» **YOUR GOAL**
Repeat the whole of the data, keeping every detail the same.

## START INPUT FOR THIS TASK

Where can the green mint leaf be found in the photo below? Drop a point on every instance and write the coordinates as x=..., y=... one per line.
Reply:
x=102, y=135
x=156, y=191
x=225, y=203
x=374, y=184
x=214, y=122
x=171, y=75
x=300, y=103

## END INPUT FOR THIS TASK

» **ANSWER TO THE TASK**
Where can the green mint leaf be found in the photo below? Drop a point on every instance and write the coordinates as x=..., y=... one per line.
Reply:
x=102, y=135
x=156, y=191
x=225, y=203
x=374, y=184
x=214, y=122
x=171, y=75
x=300, y=103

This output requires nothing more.